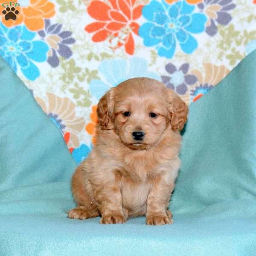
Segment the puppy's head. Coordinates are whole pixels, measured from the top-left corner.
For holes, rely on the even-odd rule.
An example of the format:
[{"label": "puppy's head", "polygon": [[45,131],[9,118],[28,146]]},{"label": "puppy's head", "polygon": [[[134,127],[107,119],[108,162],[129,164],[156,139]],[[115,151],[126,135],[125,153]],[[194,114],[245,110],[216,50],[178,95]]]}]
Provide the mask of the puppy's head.
[{"label": "puppy's head", "polygon": [[155,145],[167,128],[182,130],[188,112],[175,92],[146,78],[130,79],[112,88],[97,110],[100,129],[113,129],[123,143],[140,150]]}]

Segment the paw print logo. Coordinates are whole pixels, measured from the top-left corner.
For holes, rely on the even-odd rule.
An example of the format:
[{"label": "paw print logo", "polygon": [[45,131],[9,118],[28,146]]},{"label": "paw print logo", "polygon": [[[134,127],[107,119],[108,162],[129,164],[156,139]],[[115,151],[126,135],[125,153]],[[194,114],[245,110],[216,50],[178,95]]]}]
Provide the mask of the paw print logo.
[{"label": "paw print logo", "polygon": [[19,14],[19,12],[17,10],[15,10],[15,7],[6,7],[5,10],[2,12],[2,13],[4,15],[4,18],[6,20],[8,20],[10,19],[15,20]]}]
..............................
Given instruction
Copy out all of the data above word for word, but leave out the pictures.

Answer to the problem
Segment the puppy's head. Coordinates are whole pixels, measured from the top-left corner.
For holes, rely on the even-odd rule.
An example of the format:
[{"label": "puppy's head", "polygon": [[45,131],[9,118],[28,146]]},{"label": "puppy's head", "polygon": [[[134,127],[107,119],[108,162],[129,164],[156,139]],[[115,151],[126,135],[125,153]],[[194,114],[245,110],[216,50],[178,95]]]}]
Provide the mask of the puppy's head.
[{"label": "puppy's head", "polygon": [[155,145],[167,128],[182,130],[188,112],[175,92],[146,78],[130,79],[112,88],[97,110],[100,129],[113,129],[123,143],[140,150]]}]

Segment the paw print logo. Coordinates are whole pixels, measured from the top-left corner.
For holes, rely on the even-odd rule.
An example of the format:
[{"label": "paw print logo", "polygon": [[45,131],[9,118],[28,146]]},{"label": "paw print logo", "polygon": [[[134,127],[107,119],[108,162],[129,164],[156,139]],[[115,151],[126,135],[125,153]],[[194,114],[245,110],[216,50],[178,95]]]}]
Provide the mask of the paw print logo.
[{"label": "paw print logo", "polygon": [[19,14],[19,12],[17,10],[15,10],[15,7],[6,7],[5,10],[2,12],[2,13],[4,15],[4,18],[6,20],[8,20],[10,19],[15,20]]}]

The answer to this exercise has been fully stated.